━━━ TEXT UNDER STUDY
BP variability tied to coronary atheroma progression and adverse clinical outcomes

Takeaway

  • In patients with coronary artery disease (CAD) receiving stablished medical therapies, greater visit-to-visit blood pressure variability (BPV), particularly systolic BPV, is significantly associated with coronary atheroma progression and major adverse cardiovascular events (MACEs).

Why this matters

  • Findings suggests that maintaining stable blood pressure (BP) levels may improve cardiovascular outcomes in patients with CAD.

Study design

  • Post-hoc analysis of 7 randomised clinical trials involving 3912 patients with CAD who underwent serial intravascular ultrasonography between November 2017 and March 2019.
  • Visit-to-visit BPV was assessed across 3, 6, 12, 18 and 24 months.
  • Main outcomes: per cent atheroma volume (PAV) progression and MACEs (death, myocardial infarction, stroke, urgent revascularisation for acute coronary syndrome and hospitalisation for unstable angina).
  • Funding: None disclosed.

Key results

  • Systolic BPV (β, 0.096; P=.007) was significantly associated with PAV progression, but no significant association was observed between PAV progression and diastolic BPV (β, 0.003; P=.92) and pulse pressure variability (β, 0.072; P=.07) without a signal for differential effect greater or less than a mean BP of 140/90 mmHg.
━━━━━━
_REQUIRED WORK_.
Please continue the summary on blood pressure variability and coronary atheroma progression, picking up right after its last sentence.
━━━ SUPPLIED ENTRIES
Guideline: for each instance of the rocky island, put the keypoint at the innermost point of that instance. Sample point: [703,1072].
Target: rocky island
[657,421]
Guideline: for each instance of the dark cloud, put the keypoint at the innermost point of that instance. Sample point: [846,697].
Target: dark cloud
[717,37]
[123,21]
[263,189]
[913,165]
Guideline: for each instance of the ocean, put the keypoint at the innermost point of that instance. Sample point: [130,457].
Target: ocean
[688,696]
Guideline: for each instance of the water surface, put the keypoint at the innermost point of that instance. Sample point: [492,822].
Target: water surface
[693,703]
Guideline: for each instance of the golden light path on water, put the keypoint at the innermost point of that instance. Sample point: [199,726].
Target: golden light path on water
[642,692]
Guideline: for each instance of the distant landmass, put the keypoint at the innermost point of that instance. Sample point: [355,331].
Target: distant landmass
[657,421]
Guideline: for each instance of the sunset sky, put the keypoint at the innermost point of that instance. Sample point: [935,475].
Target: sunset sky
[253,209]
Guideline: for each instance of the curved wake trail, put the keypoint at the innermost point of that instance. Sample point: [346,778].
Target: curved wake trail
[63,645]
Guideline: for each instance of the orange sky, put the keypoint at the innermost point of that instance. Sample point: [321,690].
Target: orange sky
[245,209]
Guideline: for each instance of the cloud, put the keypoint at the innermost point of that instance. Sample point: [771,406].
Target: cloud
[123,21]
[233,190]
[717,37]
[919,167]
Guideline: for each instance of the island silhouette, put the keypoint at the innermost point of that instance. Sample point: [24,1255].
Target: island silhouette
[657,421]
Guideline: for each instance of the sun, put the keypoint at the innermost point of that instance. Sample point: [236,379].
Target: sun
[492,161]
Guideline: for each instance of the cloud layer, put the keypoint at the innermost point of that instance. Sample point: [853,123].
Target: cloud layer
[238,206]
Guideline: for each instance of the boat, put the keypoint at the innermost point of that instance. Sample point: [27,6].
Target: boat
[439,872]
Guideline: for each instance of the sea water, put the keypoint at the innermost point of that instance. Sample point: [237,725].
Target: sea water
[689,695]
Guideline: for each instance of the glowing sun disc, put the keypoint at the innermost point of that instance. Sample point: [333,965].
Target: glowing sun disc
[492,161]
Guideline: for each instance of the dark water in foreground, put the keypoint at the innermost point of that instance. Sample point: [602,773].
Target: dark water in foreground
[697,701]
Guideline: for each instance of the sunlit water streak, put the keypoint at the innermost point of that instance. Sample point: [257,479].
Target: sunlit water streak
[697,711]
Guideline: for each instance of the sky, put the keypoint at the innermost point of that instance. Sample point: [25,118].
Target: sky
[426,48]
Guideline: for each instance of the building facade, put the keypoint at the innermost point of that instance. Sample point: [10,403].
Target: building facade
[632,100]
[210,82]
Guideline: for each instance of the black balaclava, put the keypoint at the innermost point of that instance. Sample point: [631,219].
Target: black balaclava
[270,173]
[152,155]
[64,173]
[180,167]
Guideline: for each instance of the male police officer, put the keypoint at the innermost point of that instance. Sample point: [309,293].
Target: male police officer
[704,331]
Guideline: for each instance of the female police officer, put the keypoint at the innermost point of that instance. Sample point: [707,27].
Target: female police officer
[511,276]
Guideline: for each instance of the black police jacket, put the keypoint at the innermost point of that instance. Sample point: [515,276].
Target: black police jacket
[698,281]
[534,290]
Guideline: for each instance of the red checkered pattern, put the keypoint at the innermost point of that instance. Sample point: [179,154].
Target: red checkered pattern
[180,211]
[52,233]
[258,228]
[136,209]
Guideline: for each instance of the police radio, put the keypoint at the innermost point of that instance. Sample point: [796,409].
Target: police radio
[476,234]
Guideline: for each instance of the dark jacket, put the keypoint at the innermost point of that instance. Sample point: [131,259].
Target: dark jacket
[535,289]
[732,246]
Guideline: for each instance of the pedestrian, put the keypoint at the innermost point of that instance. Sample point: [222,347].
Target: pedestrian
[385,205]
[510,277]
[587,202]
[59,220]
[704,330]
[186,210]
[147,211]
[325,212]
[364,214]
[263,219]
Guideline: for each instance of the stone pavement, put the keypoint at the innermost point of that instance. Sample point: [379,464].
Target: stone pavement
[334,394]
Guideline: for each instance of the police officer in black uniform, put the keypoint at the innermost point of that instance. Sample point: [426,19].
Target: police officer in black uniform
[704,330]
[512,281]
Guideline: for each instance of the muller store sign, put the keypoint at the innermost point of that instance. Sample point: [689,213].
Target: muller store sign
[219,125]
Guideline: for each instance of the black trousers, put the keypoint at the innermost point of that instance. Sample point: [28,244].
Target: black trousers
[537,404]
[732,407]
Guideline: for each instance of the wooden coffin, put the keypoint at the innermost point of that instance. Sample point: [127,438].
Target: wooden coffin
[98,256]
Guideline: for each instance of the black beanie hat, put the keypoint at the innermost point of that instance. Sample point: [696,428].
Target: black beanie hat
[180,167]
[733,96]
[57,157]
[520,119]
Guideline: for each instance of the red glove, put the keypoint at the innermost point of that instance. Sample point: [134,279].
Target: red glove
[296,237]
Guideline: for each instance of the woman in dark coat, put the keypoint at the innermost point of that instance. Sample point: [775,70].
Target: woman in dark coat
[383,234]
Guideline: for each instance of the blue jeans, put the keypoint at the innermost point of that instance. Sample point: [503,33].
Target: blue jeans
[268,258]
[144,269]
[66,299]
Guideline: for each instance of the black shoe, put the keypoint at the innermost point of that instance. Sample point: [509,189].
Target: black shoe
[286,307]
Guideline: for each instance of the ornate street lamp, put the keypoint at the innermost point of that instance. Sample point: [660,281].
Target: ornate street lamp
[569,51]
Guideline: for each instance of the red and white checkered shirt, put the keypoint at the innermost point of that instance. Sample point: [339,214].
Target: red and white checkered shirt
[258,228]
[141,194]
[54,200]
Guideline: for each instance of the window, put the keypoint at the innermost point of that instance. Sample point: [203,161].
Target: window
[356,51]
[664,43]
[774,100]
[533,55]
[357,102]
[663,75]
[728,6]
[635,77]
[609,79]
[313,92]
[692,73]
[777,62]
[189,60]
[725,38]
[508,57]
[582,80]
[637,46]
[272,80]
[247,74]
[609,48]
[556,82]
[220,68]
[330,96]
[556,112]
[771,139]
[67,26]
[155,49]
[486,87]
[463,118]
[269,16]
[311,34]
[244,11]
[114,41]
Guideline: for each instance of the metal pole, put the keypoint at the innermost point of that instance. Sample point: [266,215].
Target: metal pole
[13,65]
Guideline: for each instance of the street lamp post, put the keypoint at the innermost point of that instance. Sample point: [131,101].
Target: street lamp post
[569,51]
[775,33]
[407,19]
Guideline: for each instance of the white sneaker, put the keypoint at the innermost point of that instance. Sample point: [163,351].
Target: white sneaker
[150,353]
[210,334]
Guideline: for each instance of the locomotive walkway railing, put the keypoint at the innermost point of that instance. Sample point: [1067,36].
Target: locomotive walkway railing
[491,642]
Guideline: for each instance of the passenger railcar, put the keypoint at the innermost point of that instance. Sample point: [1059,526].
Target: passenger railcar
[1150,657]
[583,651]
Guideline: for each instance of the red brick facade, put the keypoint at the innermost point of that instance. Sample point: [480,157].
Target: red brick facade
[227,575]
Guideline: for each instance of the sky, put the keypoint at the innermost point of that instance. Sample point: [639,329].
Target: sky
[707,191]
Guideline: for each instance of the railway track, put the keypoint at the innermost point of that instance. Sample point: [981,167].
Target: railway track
━━━━━━
_ANSWER SPACE_.
  • Binary outcome of PAV progression with maximum follow-up BP was significantly associated with systolic BPV (OR, 1.09; P=.02) but not with diastolic BPV (OR, 1.04; P=.25) and pulse pressure variability (OR, 1.02; P=.54).
  • There was a significant stepwise association between cumulative MACEs and increasing quartiles of systolic BPV (Kaplan-Meier estimates for quartiles 1-4: 6.1% vs 8.5% vs 10.1% vs 12.0%, respectively; log-rank P<.001).
  • This association was not observed between MACEs and diastolic BPV and pulse pressure variability.

Limitations

  • Results may not be applicable to those without atherosclerotic heart disease.
  • BP measurement methods were not consistent across studies.